╭──

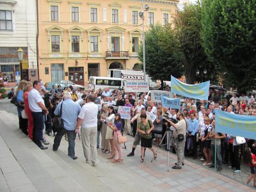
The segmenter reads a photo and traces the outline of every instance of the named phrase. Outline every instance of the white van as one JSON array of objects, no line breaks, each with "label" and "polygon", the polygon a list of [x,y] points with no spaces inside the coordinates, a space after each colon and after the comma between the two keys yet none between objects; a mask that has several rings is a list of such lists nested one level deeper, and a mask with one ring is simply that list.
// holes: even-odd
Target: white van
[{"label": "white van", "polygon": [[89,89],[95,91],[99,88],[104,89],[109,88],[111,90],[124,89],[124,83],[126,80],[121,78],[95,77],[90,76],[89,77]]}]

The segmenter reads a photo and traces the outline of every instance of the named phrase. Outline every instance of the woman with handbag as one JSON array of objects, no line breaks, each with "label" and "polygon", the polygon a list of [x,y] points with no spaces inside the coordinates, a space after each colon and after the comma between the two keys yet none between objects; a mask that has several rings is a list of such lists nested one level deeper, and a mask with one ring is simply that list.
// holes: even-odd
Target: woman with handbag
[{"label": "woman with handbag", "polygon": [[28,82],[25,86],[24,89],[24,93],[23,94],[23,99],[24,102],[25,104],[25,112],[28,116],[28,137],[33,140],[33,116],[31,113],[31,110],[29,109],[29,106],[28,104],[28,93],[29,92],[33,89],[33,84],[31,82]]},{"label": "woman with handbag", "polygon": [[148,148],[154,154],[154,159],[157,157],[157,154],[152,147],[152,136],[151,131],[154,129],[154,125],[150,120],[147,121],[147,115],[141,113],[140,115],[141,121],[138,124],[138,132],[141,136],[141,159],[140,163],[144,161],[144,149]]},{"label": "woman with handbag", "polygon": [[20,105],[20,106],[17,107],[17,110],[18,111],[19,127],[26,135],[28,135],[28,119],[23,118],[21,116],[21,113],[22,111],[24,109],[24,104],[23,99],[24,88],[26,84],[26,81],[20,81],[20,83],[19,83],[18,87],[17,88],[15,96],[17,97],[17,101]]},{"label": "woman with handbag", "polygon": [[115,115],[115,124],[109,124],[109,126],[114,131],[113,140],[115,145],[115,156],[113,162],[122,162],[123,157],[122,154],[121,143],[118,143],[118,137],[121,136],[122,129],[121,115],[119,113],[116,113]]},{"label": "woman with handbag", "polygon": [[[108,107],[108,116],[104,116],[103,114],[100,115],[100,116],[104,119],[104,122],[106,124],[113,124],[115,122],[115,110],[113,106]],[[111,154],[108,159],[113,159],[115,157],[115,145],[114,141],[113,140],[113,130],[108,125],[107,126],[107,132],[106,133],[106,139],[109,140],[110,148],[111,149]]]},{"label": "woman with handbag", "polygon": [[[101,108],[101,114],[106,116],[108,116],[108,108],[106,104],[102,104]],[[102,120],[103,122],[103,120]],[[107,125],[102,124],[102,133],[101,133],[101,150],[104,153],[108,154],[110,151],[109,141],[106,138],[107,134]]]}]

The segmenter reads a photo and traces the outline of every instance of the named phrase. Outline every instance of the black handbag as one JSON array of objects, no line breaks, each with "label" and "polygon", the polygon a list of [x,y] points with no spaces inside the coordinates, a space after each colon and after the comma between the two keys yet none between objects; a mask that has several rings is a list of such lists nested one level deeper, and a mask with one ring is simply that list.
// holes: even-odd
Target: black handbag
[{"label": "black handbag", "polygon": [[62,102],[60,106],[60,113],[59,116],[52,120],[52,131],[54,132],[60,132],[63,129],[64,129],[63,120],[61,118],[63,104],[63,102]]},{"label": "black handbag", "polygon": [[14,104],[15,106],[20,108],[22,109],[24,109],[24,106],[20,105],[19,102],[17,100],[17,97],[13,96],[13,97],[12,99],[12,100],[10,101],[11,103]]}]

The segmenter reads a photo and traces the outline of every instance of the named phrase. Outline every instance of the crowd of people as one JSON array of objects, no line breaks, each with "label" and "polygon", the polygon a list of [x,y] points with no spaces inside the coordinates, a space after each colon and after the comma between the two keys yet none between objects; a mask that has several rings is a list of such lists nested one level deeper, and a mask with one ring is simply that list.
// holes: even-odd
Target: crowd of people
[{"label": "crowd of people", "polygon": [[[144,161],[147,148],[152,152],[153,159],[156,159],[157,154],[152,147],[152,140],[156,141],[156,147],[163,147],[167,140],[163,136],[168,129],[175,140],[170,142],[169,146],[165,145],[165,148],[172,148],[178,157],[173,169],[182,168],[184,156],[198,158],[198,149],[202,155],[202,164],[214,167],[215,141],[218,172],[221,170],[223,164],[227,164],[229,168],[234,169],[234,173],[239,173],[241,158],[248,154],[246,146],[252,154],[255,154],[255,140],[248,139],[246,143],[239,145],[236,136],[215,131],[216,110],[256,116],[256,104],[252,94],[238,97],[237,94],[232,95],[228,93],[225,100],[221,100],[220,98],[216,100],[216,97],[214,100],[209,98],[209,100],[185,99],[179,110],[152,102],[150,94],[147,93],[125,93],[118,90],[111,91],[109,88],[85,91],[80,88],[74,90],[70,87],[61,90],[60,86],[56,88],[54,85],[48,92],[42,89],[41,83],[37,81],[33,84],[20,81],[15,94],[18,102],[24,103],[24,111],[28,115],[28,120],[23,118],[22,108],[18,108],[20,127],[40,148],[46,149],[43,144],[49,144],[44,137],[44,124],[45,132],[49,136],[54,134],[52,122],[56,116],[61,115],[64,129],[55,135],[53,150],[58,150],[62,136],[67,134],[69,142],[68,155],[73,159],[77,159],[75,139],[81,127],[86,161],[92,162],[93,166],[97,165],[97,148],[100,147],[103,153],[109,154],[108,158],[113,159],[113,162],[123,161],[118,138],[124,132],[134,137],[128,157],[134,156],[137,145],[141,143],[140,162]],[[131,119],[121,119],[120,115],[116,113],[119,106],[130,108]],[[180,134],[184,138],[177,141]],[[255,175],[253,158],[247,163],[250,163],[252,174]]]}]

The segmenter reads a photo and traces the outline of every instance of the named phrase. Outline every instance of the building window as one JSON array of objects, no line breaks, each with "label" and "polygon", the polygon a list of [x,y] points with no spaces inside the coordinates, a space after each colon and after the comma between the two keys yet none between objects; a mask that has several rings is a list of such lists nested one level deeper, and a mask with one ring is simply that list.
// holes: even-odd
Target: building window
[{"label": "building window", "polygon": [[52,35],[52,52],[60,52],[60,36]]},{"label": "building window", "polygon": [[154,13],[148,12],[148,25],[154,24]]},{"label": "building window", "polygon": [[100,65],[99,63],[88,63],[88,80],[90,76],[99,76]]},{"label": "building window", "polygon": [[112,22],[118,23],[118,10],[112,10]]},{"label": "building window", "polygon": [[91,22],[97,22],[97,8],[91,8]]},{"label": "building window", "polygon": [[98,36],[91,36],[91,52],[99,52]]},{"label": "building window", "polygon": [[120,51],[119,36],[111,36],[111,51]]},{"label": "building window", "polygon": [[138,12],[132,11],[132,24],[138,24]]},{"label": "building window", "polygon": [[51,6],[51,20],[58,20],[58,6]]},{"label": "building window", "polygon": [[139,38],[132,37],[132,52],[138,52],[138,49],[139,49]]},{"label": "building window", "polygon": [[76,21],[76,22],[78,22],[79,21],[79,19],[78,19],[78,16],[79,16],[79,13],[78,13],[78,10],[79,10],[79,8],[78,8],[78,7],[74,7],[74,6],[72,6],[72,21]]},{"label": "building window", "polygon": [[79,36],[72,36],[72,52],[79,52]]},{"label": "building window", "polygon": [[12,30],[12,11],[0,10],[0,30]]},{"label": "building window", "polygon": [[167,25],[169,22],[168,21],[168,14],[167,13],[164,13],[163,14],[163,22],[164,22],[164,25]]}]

╰──

* Instructions for the task *
Convert all the rows above into a Markdown table with the columns n and Line, giving each non-blank line its own number and omitting blank lines. Leave the pictures out.

* The reply *
| n | Line |
|---|---|
| 1 | The segmenter reads a photo and traces the outline of every instance of the named phrase. Outline every instance of the white van as one JSON array of objects, no line breaks, each with "label" and "polygon", the polygon a list of [x,y] points with no spaces inside the coordinates, a space after each colon and after the comma between the two keys yet none between objects; a mask that has several rings is a list of such lists nested one level deeper, and a mask with one ring is simply that list. |
| 2 | // holes: even-odd |
| 3 | Target: white van |
| 4 | [{"label": "white van", "polygon": [[89,89],[95,91],[99,88],[104,89],[109,88],[111,90],[124,89],[124,83],[126,80],[121,78],[95,77],[90,76],[89,77]]}] |
| 5 | The segmenter reads a photo and traces the outline of every instance of the named phrase. Outline every instance of the woman with handbag as one JSON array of objects, no line breaks, each with "label" and "polygon", the polygon a list of [x,y] points with no spaces inside the coordinates, a space after each colon and after the comma between the two keys yet none between objects; a mask that has several rings is a list of such lists nested one level deeper, and a mask with one ring is simply that list. |
| 6 | // holes: even-odd |
| 7 | Target: woman with handbag |
| 8 | [{"label": "woman with handbag", "polygon": [[28,82],[25,86],[24,89],[24,93],[23,94],[23,99],[24,102],[25,104],[25,112],[28,116],[28,137],[33,140],[33,116],[31,113],[31,110],[29,109],[29,106],[28,104],[28,93],[29,92],[33,89],[33,84],[31,82]]},{"label": "woman with handbag", "polygon": [[148,148],[154,154],[154,159],[157,157],[157,154],[152,147],[152,136],[151,131],[154,129],[154,125],[150,120],[147,121],[147,115],[141,113],[140,115],[141,121],[138,124],[138,132],[141,136],[141,159],[140,163],[144,161],[144,149]]},{"label": "woman with handbag", "polygon": [[20,105],[20,106],[17,107],[17,110],[18,111],[19,127],[26,135],[28,135],[28,119],[23,118],[21,116],[21,113],[22,111],[24,109],[24,104],[23,99],[24,88],[26,84],[26,81],[20,81],[20,83],[19,83],[18,87],[17,88],[15,96],[17,97],[17,101]]},{"label": "woman with handbag", "polygon": [[115,115],[115,124],[109,124],[109,126],[114,131],[113,140],[115,145],[115,156],[113,162],[122,162],[123,157],[122,154],[121,143],[118,143],[118,137],[121,136],[122,129],[121,115],[119,113],[116,113]]},{"label": "woman with handbag", "polygon": [[[108,107],[108,116],[104,116],[103,114],[100,115],[100,116],[104,119],[104,122],[106,124],[113,124],[115,122],[115,110],[113,106]],[[111,154],[108,159],[113,159],[115,157],[115,145],[114,141],[113,140],[113,130],[108,125],[107,126],[107,132],[106,133],[106,139],[109,140],[110,148],[111,149]]]},{"label": "woman with handbag", "polygon": [[[101,108],[101,114],[106,116],[108,116],[108,108],[106,104],[102,104]],[[102,120],[103,122],[103,120]],[[107,125],[102,124],[102,133],[101,133],[101,150],[104,153],[108,154],[110,151],[109,141],[106,138],[107,134]]]}] |
| 9 | The segmenter reads a photo and traces the outline of every instance of the named phrase. Outline every instance of the black handbag as one JSON array of objects, no line breaks, each with "label" and "polygon", the polygon a list of [x,y] points with no spaces inside the coordinates, a space after each colon and after the comma between the two keys yet none between objects; a mask that has several rings is a list of such lists nested one level deeper, and a mask with one ring is simply that list. |
| 10 | // holes: even-odd |
| 11 | Target: black handbag |
| 12 | [{"label": "black handbag", "polygon": [[62,102],[60,106],[60,113],[59,116],[52,120],[52,131],[54,132],[60,132],[63,129],[64,129],[63,120],[61,118],[63,104],[63,102]]},{"label": "black handbag", "polygon": [[14,104],[15,106],[20,108],[22,109],[24,109],[24,106],[20,105],[19,102],[17,100],[17,97],[13,96],[13,97],[12,99],[12,100],[10,101],[11,103]]}] |
| 13 | The segmenter reads a photo and traces the outline of every instance of the named phrase. Outline every instance of the crowd of people as one JSON array of objects, no line breaks, each with "label" and "polygon", the polygon a list of [x,y] points with no spaces inside the coordinates, a space after each colon and after the comma between the two keys yet none between objects; a mask that has several rings is a list of such lists nested one level deeper, and a mask with one ring is simply that list. |
| 14 | // holes: even-odd |
| 15 | Target: crowd of people |
| 16 | [{"label": "crowd of people", "polygon": [[[144,161],[147,148],[152,152],[153,159],[156,159],[157,154],[152,147],[152,140],[156,141],[156,147],[163,147],[167,140],[163,136],[168,129],[175,140],[170,142],[169,146],[165,145],[165,148],[172,148],[178,157],[173,169],[182,168],[184,156],[198,158],[198,149],[202,155],[202,164],[214,167],[215,141],[218,172],[221,170],[223,164],[227,164],[229,168],[234,169],[234,173],[239,173],[241,158],[248,154],[246,146],[252,154],[255,154],[255,140],[248,139],[246,143],[239,145],[236,136],[215,131],[216,110],[256,116],[256,104],[252,94],[238,97],[237,94],[232,95],[228,93],[225,100],[221,100],[220,98],[216,100],[216,97],[214,100],[209,98],[209,100],[185,99],[179,110],[152,102],[150,94],[147,93],[125,93],[118,90],[111,91],[109,88],[85,91],[80,88],[74,90],[70,87],[61,90],[60,86],[56,88],[54,85],[48,92],[42,89],[41,83],[37,81],[33,84],[20,81],[15,94],[18,102],[24,103],[24,111],[28,115],[28,120],[23,118],[22,108],[18,108],[20,127],[40,148],[46,149],[43,144],[49,144],[44,137],[44,124],[45,132],[49,136],[54,134],[52,122],[56,116],[61,115],[64,129],[55,135],[53,150],[58,150],[62,136],[67,134],[69,142],[68,155],[73,159],[77,159],[75,139],[81,127],[86,161],[92,162],[93,166],[97,165],[97,148],[100,147],[103,153],[109,154],[108,158],[113,159],[113,162],[123,161],[118,138],[124,132],[134,137],[128,157],[134,156],[137,145],[141,143],[140,162]],[[131,119],[121,119],[120,115],[116,113],[119,106],[130,108]],[[180,134],[184,138],[177,141]],[[255,175],[253,158],[247,163],[250,163],[252,174]]]}] |
| 17 | The segmenter reads a photo and traces the outline of every instance of the named phrase. Outline every instance of the building window as one JSON array of objects, no line breaks, each with "label" and "polygon", the polygon a list of [x,y] points with no spaces inside the coordinates, a space after each colon and after the comma between the two keys yet none between objects; a mask that has several rings is a list of such lists nested one level deeper, and a mask with one ring is simply that list. |
| 18 | // holes: even-odd |
| 19 | Target: building window |
| 20 | [{"label": "building window", "polygon": [[52,35],[52,52],[60,52],[60,36]]},{"label": "building window", "polygon": [[154,13],[148,12],[148,25],[154,24]]},{"label": "building window", "polygon": [[100,65],[99,63],[88,63],[88,80],[90,76],[99,76]]},{"label": "building window", "polygon": [[112,22],[118,23],[118,10],[112,10]]},{"label": "building window", "polygon": [[91,22],[97,22],[97,8],[91,8]]},{"label": "building window", "polygon": [[98,36],[91,36],[91,52],[99,52]]},{"label": "building window", "polygon": [[120,51],[119,36],[111,36],[111,51]]},{"label": "building window", "polygon": [[138,12],[132,11],[132,24],[138,24]]},{"label": "building window", "polygon": [[51,6],[51,20],[58,20],[58,6]]},{"label": "building window", "polygon": [[139,38],[132,37],[132,52],[138,52],[138,49],[139,49]]},{"label": "building window", "polygon": [[76,21],[76,22],[78,22],[79,21],[79,19],[78,19],[78,16],[79,16],[79,13],[78,13],[78,10],[79,10],[79,8],[78,8],[78,7],[74,7],[74,6],[72,6],[72,21]]},{"label": "building window", "polygon": [[79,36],[72,36],[72,52],[79,52]]},{"label": "building window", "polygon": [[12,30],[12,11],[0,10],[0,30]]},{"label": "building window", "polygon": [[167,25],[169,22],[168,21],[168,14],[167,13],[164,13],[163,14],[163,22],[164,22],[164,25]]}] |